__Exercise instructions__
• A. Translate into Spanish this sentence from the passage on Hitachi's system for extracting grounds for opinions: "By processing all of the sentences that could potentially serve as reasons or grounds for opinions, and evaluating scores, it is possible to select and present reliable grounds."
• B. Continue the passage on Hitachi's system for extracting grounds for opinions, starting after its final sentence.

__Passage__
______
The system uses this huge volume of metadata as well as the Value Dictionary outlined in (1) above to select multiple values with strong correlations with a given topic from among the many news articles. By searching for sentences in all of the news articles that contain one of these values, the system extracts sentences that could potentially serve as reasons or grounds for agreement or disagreement with the topic in question.
(3) Calculated reliability of the extracted sentences
The sentences extracted using the Value Dictionary (1) and the Metadata (2) are scored based on the source of the quote, the numerical evidence and the rhetorical expressions in order to estimate whether the sentences have a strong correlation with the specified topic and value. By processing all of the sentences that could potentially serve as reasons or grounds for opinions, and evaluating scores, it is possible to select and present reliable grounds.
(4) Constructed architecture to realize asynchronous distributed processing of multiple algorithms
In order to increase processing speed and present responses within a designated time period, Hitachi constructed an architecture to realize asynchronous distributed processing of multiple algorithms in the various processes, from the analysis of the main topic to the selection of values, the article search and the presentation of reasons and grounds for opinions. This architecture executes parallel distributed processing of algorithms while at the same time executing asynchronous processing to the next process, in order to extract the desired grounds within the specified period of time.
______
__Information supplied__
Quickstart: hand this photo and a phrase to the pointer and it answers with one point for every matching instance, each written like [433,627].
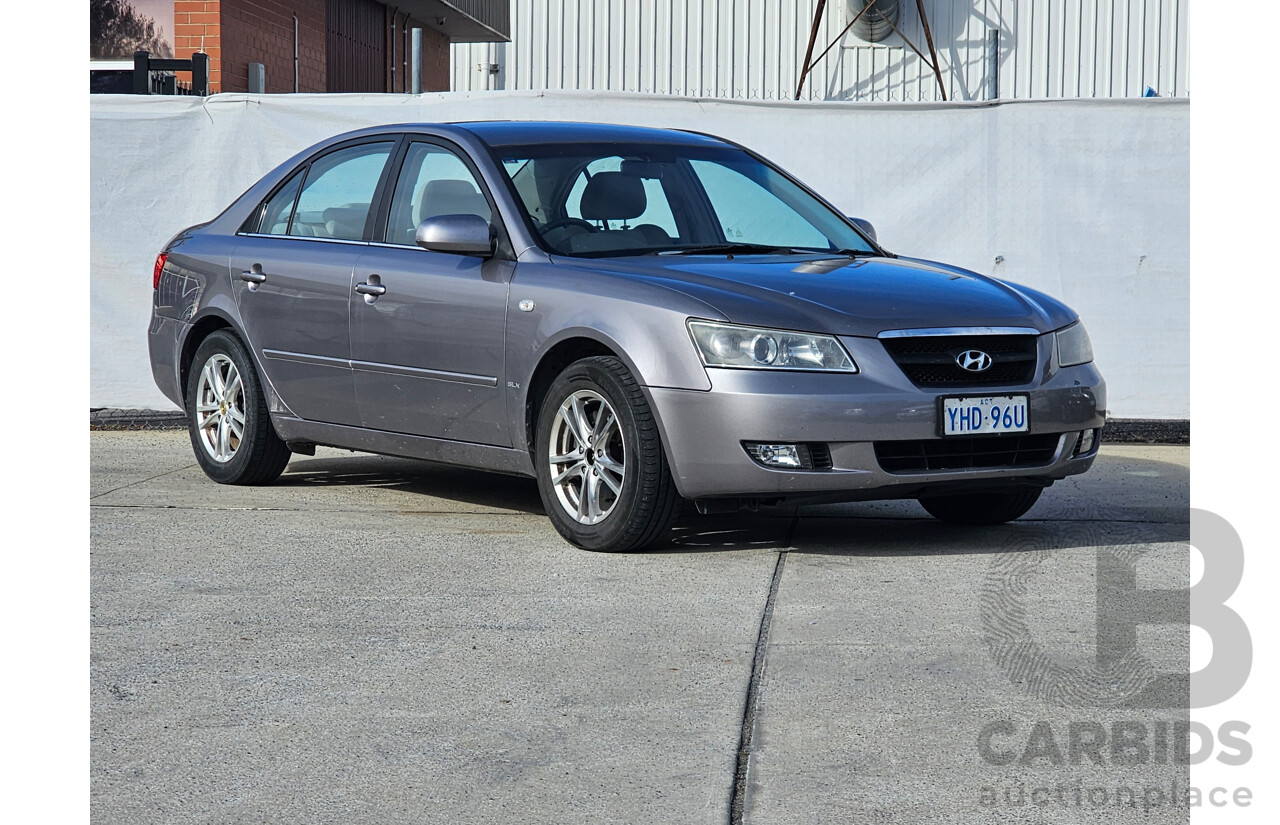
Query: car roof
[525,132]
[497,133]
______
__Answers for the tasks__
• A. Al procesar todas las oraciones que podrían servir como razones o fundamentos de opiniones, y evaluar las puntuaciones, es posible seleccionar y presentar fundamentos fiables.

• B.
Process of forming reasons and grounds
These technologies were developed with the cooperation of the Inui-Okazaki Laboratory, Graduate School of Information Sciences, Tohoku University (President: Susumu Satomi). By combining these four technologies, Hitachi have developed a technology that analyzes huge volumes of text data, and presents reasons and grounds for either affirmative or negative opinions on given topics. In the future, Hitachi will continue research and development aimed at achieving artificial intelligence that will enable logical dialogue between humans and computers.
The results outlined above are scheduled to be presented at ACL-IJCNLP 2015 (53rd Annual Meeting of the Association for Computational Linguistics and 7th International Joint Conference on Natural Language Processing), an international conference to be held in China during July 26-31, 2015.